## Work instructions
Reproduce every item below word for word, but leave the pictures out of your answer.

----------------

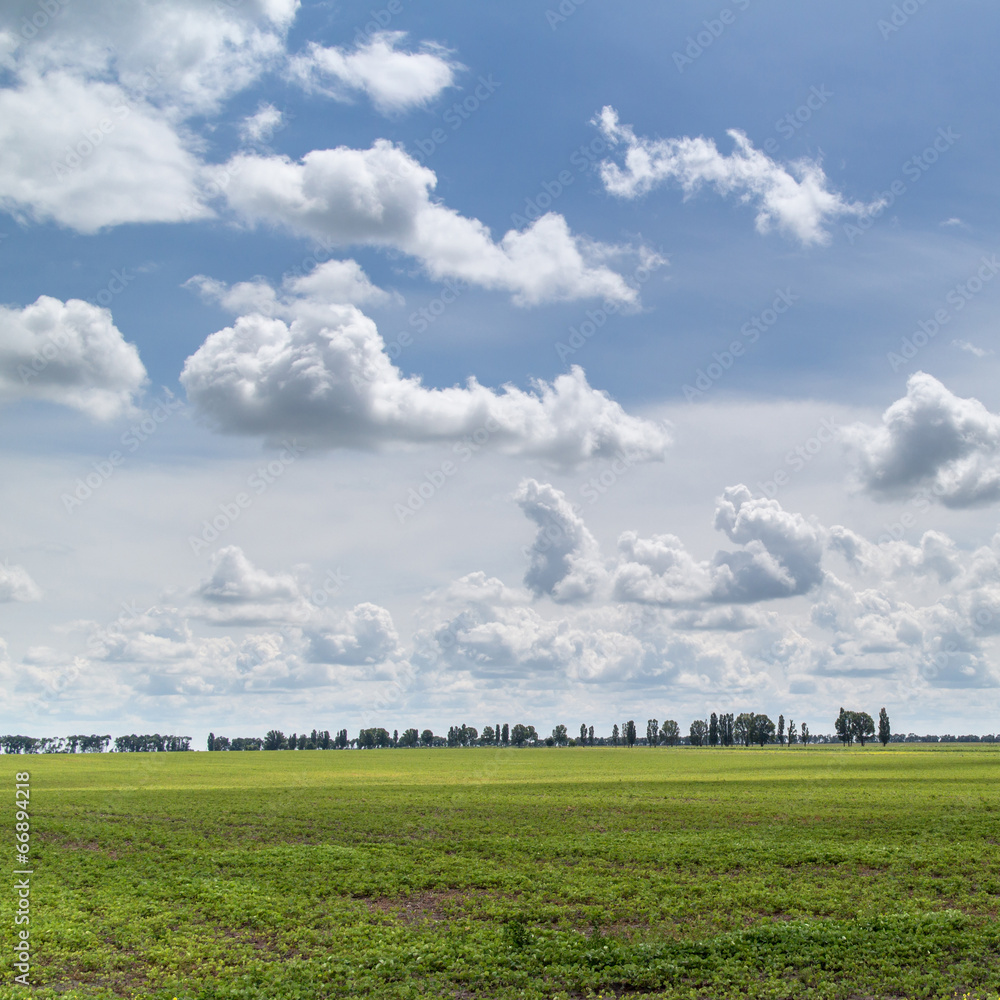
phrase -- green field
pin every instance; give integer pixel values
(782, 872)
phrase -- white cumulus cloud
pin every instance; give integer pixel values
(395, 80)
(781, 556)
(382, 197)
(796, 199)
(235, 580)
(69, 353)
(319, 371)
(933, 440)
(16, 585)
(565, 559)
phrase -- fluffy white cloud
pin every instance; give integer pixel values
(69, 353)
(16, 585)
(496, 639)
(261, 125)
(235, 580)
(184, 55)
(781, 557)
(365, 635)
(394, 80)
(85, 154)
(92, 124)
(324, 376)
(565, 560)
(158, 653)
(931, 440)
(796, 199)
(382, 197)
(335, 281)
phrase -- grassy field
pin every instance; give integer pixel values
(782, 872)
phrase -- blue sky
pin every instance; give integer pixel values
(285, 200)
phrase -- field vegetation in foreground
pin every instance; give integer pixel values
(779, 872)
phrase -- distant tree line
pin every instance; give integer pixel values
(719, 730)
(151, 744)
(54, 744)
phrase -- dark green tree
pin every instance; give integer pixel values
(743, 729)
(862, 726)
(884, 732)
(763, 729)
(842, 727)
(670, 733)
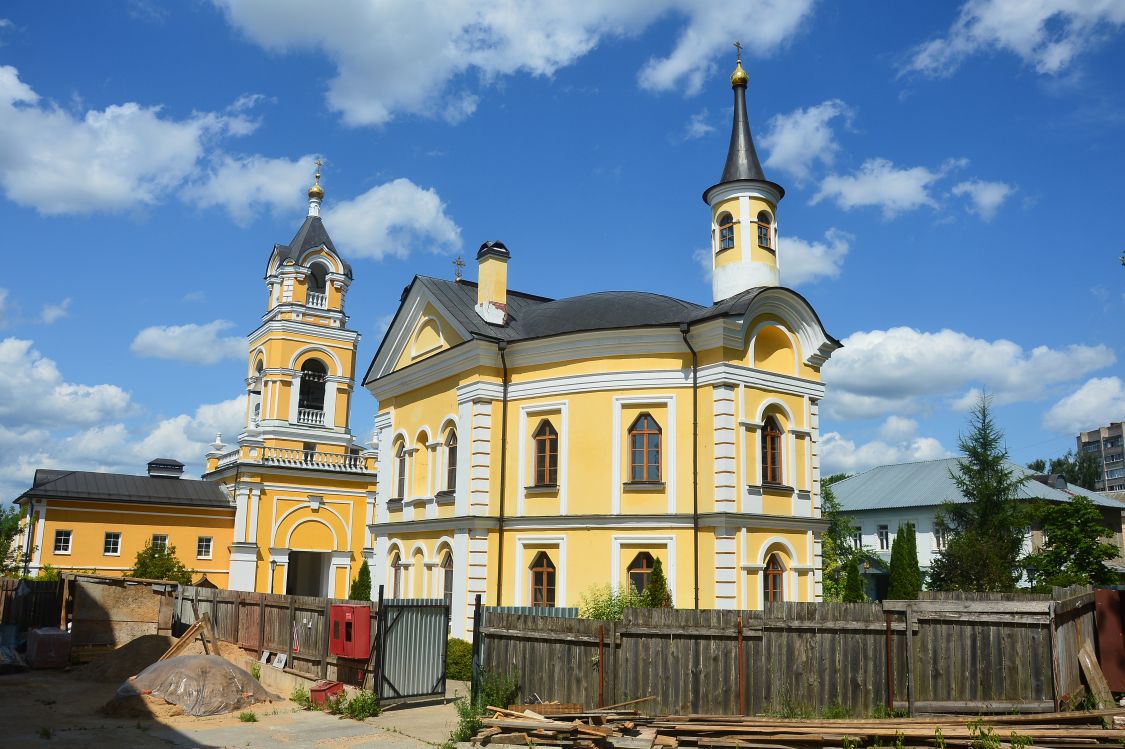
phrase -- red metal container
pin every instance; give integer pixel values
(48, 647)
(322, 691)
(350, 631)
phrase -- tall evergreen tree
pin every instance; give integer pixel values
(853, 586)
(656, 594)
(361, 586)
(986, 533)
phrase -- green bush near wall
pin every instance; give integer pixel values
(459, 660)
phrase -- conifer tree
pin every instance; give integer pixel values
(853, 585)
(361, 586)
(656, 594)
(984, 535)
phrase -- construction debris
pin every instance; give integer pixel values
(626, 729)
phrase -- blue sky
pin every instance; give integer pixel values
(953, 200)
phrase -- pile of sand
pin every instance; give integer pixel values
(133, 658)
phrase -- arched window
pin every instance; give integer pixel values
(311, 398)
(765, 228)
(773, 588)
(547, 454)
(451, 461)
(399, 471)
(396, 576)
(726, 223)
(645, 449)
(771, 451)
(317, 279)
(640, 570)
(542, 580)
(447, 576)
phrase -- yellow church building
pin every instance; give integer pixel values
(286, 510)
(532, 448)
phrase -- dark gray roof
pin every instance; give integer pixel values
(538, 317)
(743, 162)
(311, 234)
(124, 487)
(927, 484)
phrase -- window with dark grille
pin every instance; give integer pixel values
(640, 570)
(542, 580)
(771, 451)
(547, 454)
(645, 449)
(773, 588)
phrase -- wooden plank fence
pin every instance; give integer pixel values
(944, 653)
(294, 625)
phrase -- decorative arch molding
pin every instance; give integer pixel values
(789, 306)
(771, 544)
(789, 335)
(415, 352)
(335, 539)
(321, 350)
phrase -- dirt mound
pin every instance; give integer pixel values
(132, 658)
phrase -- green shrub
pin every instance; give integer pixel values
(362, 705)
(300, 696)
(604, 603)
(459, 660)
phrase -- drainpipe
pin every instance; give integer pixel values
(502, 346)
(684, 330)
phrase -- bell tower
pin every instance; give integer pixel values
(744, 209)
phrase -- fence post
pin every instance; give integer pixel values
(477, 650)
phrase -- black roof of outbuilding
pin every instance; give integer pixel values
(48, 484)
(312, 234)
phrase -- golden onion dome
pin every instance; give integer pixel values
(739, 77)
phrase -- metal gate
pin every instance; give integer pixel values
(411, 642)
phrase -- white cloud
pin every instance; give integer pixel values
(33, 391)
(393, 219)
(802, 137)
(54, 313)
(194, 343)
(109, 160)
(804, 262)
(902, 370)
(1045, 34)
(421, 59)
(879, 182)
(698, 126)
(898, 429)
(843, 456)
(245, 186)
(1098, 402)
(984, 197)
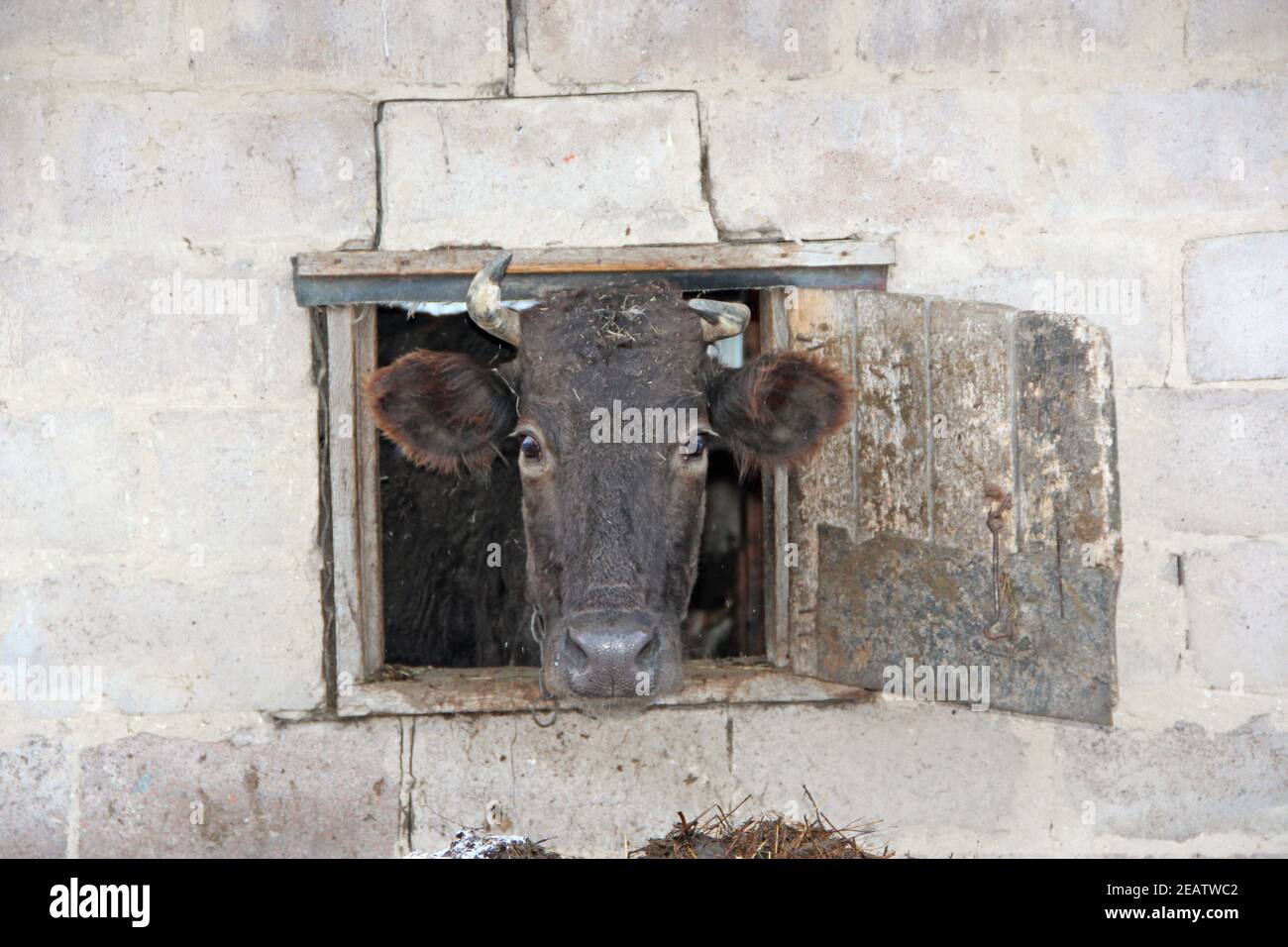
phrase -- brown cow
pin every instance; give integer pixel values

----------------

## Complete answer
phrase -- green field
pin every instance; give integer pixel values
(782, 872)
phrase -- white cumulus cloud
pin every instance; give integer pixel values
(395, 80)
(781, 556)
(382, 197)
(796, 199)
(235, 580)
(69, 353)
(319, 371)
(933, 440)
(16, 585)
(565, 559)
phrase -- fluffy white cloud
pin every instance; give integer pixel values
(69, 353)
(16, 585)
(496, 639)
(261, 125)
(235, 580)
(184, 55)
(781, 557)
(365, 635)
(394, 80)
(85, 154)
(92, 124)
(324, 376)
(565, 560)
(158, 653)
(931, 440)
(796, 199)
(382, 197)
(335, 281)
phrase -- grassy field
pin every instance; give integer pixel values
(782, 872)
phrase -- blue sky
pin every instance; give integer pixel values
(285, 200)
phrase -- field vegetation in foreground
pin every instance; give integer pixel values
(779, 872)
phrase -- distant tree line
pin every instance; give integer pixel values
(719, 730)
(151, 744)
(54, 744)
phrase -- dark green tree
pin every instance; give integer pixel values
(743, 729)
(862, 726)
(884, 732)
(763, 729)
(842, 727)
(670, 733)
phrase -- red metal container
pin every instance; give integer pixel values
(48, 647)
(322, 691)
(350, 631)
phrase -- tall evergreen tree
pin every instance; give integer pixel values
(853, 586)
(656, 594)
(361, 586)
(986, 533)
phrase -- green bush near wall
pin every instance; give integer pixel values
(459, 660)
phrase -- conifer tree
pin every instance; give integer pixel values
(853, 585)
(361, 586)
(656, 594)
(984, 535)
phrase -- construction debris
pin every instance; give integer pixel values
(626, 729)
phrase -- blue sky
pin every instance; give integer pixel values
(953, 200)
phrase -- pile of sand
pin every instance; give integer pixel values
(133, 658)
phrase -- arched window
pin every instance; give integer pixel values
(311, 398)
(765, 228)
(773, 588)
(547, 454)
(451, 461)
(399, 471)
(396, 576)
(726, 223)
(645, 449)
(771, 451)
(317, 279)
(640, 570)
(542, 580)
(447, 576)
phrase -- yellow church building
pin every instance; give integer pixel values
(286, 510)
(532, 448)
phrase -- dark gray roof
pin every instance; give integer pixel values
(538, 317)
(743, 162)
(311, 234)
(124, 487)
(927, 484)
phrase -- window with dark grille
pin every instance; give integer pixel values
(640, 570)
(542, 580)
(771, 451)
(547, 454)
(645, 449)
(773, 588)
phrase -- wooden plank fence
pin every instance; give integer pixel values
(944, 653)
(294, 625)
phrase -- decorative arch molding
pin every instance; give integer pixel values
(789, 306)
(771, 544)
(789, 335)
(415, 352)
(335, 539)
(321, 350)
phrase -- dirt mound
pin every instance; give integer pixel values
(132, 658)
phrase -- green shrub
pin every instance; give integer pixel values
(362, 705)
(300, 696)
(604, 603)
(459, 660)
phrase -- drainpipe
pin every instance; give integer pixel values
(502, 346)
(684, 330)
phrase -- bell tower
pin every instance; give integer pixel values
(744, 209)
phrase -- fence post
pin every instance; give integer pixel values
(477, 650)
phrase -- black roof of outbuilding
pin every instance; give integer pixel values
(48, 484)
(312, 234)
phrase -- golden onion dome
pin every instance; give integer pixel values
(739, 77)
phrase -- metal gate
pin every instance; give integer pixel values
(411, 642)
phrase -- white cloud
pin every instance; give integer pixel values
(33, 391)
(393, 219)
(802, 137)
(54, 313)
(194, 343)
(109, 160)
(804, 262)
(902, 370)
(1045, 34)
(421, 59)
(879, 182)
(698, 126)
(898, 429)
(843, 456)
(245, 186)
(1098, 402)
(984, 197)
phrase -- brown cow
pin every instance; give integer pixel values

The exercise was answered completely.